▶ ERFORDERLICHE SCHRITTE:
1. Fassen Sie den Absatz im Auszug zum Lesen, der mit „Zum Auftakt pries“ beginnt, als kurze Stichpunktliste zusammen, ohne die wesentlichen Fakten wegzulassen.
2. Knüpfen Sie an den Text über die Aussagen von Chris Hughes und Walter Kielholz an und schreiben Sie ihn nach dem letzten Satz weiter.

Zum Auftakt pries Facebook-Mitgründer Chris Hughes die Vorzüge der modernen Kommunikationstechnologien. Die neue globale Verbundenheit führe nicht nur zu mehr Chancen, höherer Effizienz und besseren Produkten, sondern schaffe auch Vertrauen. Hughes arbeitete im Wahlkampfteam von Barack Obama mit, der seine Kampagne via Internet pushte. Obama, so Hughes, habe damit auch Wählerschichten erreicht, zu denen er sonst nie Zugang gefunden hätte. «Technologie ist nicht nur für Freaks da, sondern für uns alle!»
Etwas weniger euphorisch sprach Swiss-Re-Präsident Walter Kielholz über die Entwicklungen in seiner Branche. Er lieferte einen Verriss des jüngsten Vorstosses der G-20-Staaten zu neuen Finanzmarktregeln. Der frühere CS-Präsident hinterfragte vor allem die Praktikabilität, namentlich die Idee neuer Eigenmittelvorschriften.
«Die öffentliche Hand steckt im Dilemma: Mit einer Verschärfung der Vorschriften der Bankeneigenmittel führt sie automatisch eine Kreditklemme herbei.»
In letzter Konsequenz würden die angedachten Massnahmen wohl zu einer Balkonisierung des globalen Finanzsystems führen, einem Rückzug der Institute auf lokale Märkte: «Und das fördert den globalen Wohlstand kaum», kritisierte Kielholz.
«Unglücklich», findet es der frühere CS-Präsident, dass ausgerechnet die Schweizer Nationalbank «sehr früh» die Diskussion aufgenommen habe, ob die eigenen Banken zu gross für die Schweizer Volkswirtschaft seien. Dieses Vorpreschen «ohne klaren Plan, wie man das Problem lössen könnte, sei «etwas riskant».
Kielholz erinnerte daran, dass die Schweiz sich «irgendwann einmal dafür entschieden hat, ein Finanzzentrum zu sein». Selbst wenn die zwei Grossbanken wieder in viele kleinere Institute aufgeteilt würden, wie vor den Fusionen von Bankverein, Bankgesellschaft, Volksbank und Kreditanstalt: «Das gesamte Risiko bleibt letztlich gleich.»

▶ BEREITGESTELLTE DATEN:
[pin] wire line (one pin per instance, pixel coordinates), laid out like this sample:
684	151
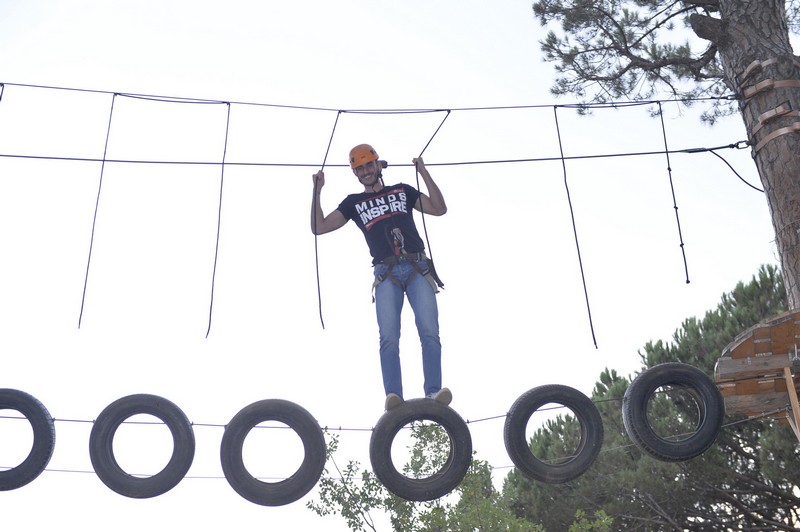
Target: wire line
574	226
96	207
672	189
219	218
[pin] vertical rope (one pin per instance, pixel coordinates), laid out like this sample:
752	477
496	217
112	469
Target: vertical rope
96	206
672	189
574	226
314	208
219	218
422	211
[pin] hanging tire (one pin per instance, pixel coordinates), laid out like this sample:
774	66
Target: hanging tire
285	491
706	396
451	473
518	446
44	438
101	446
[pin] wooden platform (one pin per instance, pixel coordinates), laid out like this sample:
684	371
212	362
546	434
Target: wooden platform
757	373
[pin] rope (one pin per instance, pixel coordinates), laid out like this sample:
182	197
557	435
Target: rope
314	210
416	172
96	206
574	227
672	188
219	217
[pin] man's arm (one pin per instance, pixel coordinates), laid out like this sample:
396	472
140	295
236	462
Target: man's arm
433	203
321	224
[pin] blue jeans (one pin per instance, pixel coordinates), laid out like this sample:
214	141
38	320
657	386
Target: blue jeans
389	299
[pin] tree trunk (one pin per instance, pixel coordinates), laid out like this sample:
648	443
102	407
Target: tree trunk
760	67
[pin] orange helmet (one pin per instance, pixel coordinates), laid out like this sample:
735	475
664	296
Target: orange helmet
362	154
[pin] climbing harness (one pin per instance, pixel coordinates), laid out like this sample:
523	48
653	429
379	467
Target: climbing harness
428	272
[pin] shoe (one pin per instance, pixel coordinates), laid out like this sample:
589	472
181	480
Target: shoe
392	401
443	396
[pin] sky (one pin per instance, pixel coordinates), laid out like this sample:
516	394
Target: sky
513	313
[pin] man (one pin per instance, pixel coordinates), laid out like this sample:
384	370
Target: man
384	215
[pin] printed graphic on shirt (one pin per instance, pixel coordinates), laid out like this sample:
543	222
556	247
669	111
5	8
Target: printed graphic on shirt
373	210
398	241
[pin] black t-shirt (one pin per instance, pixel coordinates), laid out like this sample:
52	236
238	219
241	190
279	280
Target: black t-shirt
386	219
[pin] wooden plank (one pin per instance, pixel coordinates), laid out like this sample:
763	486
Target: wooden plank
754	386
728	368
775	336
794	419
757	404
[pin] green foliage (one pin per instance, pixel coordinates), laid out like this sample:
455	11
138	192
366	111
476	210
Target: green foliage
613	49
747	480
356	495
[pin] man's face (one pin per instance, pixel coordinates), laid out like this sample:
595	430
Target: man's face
368	173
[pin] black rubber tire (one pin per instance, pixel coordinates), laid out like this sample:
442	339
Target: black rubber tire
702	388
285	491
44	438
101	446
518	446
443	481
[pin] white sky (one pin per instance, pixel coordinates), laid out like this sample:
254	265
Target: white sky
513	314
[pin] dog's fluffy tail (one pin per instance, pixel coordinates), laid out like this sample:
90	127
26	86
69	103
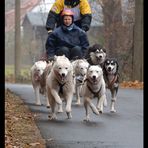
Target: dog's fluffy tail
94	109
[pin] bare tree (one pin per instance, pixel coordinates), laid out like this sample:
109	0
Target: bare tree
17	40
138	42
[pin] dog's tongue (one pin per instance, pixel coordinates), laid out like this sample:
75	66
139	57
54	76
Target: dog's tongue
36	76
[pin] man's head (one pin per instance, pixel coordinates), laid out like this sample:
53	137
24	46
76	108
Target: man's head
71	3
67	17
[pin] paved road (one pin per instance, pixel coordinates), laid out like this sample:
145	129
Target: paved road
123	129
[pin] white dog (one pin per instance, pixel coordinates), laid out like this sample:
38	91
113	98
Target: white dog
94	87
80	67
38	77
60	85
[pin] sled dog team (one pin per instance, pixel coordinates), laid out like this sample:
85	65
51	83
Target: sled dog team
59	80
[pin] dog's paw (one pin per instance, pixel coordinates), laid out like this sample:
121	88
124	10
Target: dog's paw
48	106
69	116
113	111
105	103
52	117
78	103
100	110
87	119
60	110
38	103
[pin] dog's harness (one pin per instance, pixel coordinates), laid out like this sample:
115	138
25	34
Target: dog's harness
61	85
95	93
110	84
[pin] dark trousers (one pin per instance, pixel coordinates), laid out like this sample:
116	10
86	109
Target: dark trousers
70	53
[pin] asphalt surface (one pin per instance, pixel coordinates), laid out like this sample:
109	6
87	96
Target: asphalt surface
123	129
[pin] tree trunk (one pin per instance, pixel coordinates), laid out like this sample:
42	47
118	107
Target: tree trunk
138	42
17	40
112	13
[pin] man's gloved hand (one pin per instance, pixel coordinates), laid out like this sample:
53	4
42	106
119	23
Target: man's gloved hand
85	28
50	58
49	31
44	57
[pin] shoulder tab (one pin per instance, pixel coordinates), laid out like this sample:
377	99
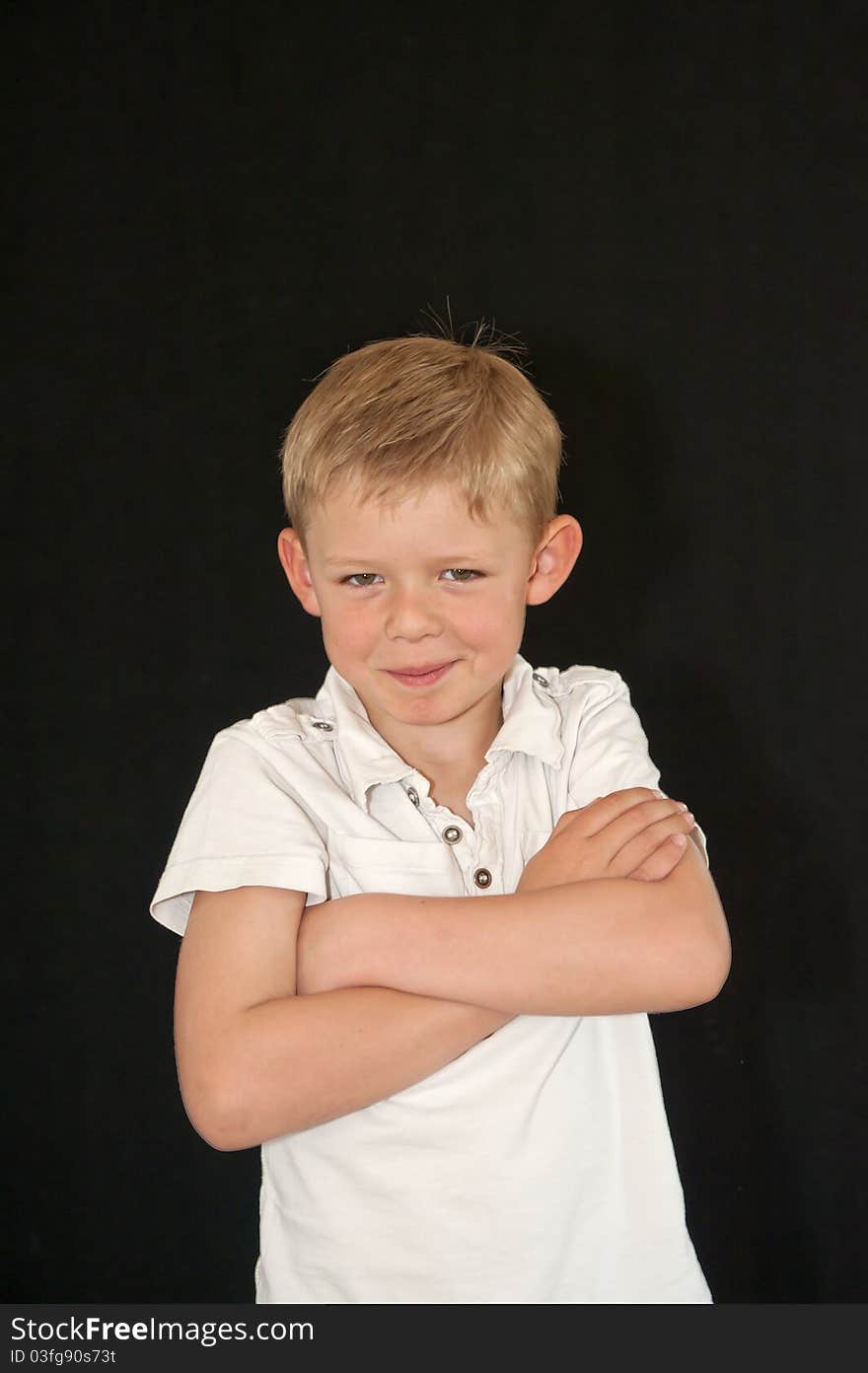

▶ ERGEBNISSE:
1.
- Facebook-Mitgründer Chris Hughes lobte zum Auftakt die modernen Kommunikationstechnologien.
- Die globale Verbundenheit bringe mehr Chancen, höhere Effizienz und bessere Produkte und schaffe Vertrauen.
- Hughes arbeitete im Wahlkampfteam von Barack Obama mit, der seine Kampagne über das Internet vorantrieb.
- Laut Hughes erreichte Obama so Wählerschichten, die ihm sonst verschlossen geblieben wären.
- Sein Fazit: Technologie sei nicht nur für Freaks da, sondern für alle.

2.
Tatsächlich hätten die Kompensationsmodelle mit falschen Risikoanreizen zur Krise beigetragen, die Vergütungssysteme seien zum Teil «komplett ausser Kontrolle» geraten, räumt auch Kielholz ein.
Der Vorstoss, weltweit einheitliche Bilanzierungsgrundsätze zu schaffen, sei an und für sich zu begrüssen. Allerdings kaum durchzusetzen: «Gemeinsame Vorschiften finden alle grossartig – solange es die eigenen und nicht die der anderen sind», meinte Kielholz trocken.
Gleich nach seinem früheren Präsidenten und Mentor lieferte CS-Vizepräsident Urs Rohner seine Analyse der Finanzkrise. Was die G-20-Vorstösse anbelange, müsse sich sein Institut sowieso nicht verstecken, meinte Rohner: «Wir sind schon da, wir müssten keine neuen Massnahmen einführen.» Doch auch er wies warnend darauf hin, dass die Schweiz vor der grossen Herausforderung stehe, «unilateralen Aktionen» zu widerstehen, damit die Schweizer Banken später nicht mit kürzeren Spiessen kämpfen als die Konkurrenz. Was das Bankgeheimnis angeht, macht sich Rohner für die Schweizer Institute keine grossen Sorgen: «Die Vertraulichkeit und Diskretion wird im Bankwesen immer gefragt bleiben.»
Ein Highlight war das Referat von Louis Hughes. Der frühere Topmanager in der Autoindustrie (u.a. Ex-GM-Europa-Chef) plädierte dafür, umzudenken und vor den anstehenden Veränderungen nicht die Augen zu verschliessen: «Die Politiker müssen uns Hoffnung machen, es ist ihr Job. Aber wir müssen aufwachen und realistisch sein.»
Die USA würden «noch lange krank sein», und alle Fakten deuteten, laut Hughes, darauf hin, dass wir eine historische Krise erleben, die längst nicht ausgestanden sei. Gerade die hoch privilegierte Elite müsse reflektieren und über die Bücher. Die versammelten «Masters of the Universe» sollten den Nimbus der Unbesiegbarkeit ablegen und zu einem echten gemeinschaftlichen Verantwortungsgefühl zurückfinden, so plädierte Hughes: «Wir müssen wieder wahre Werte schaffen.»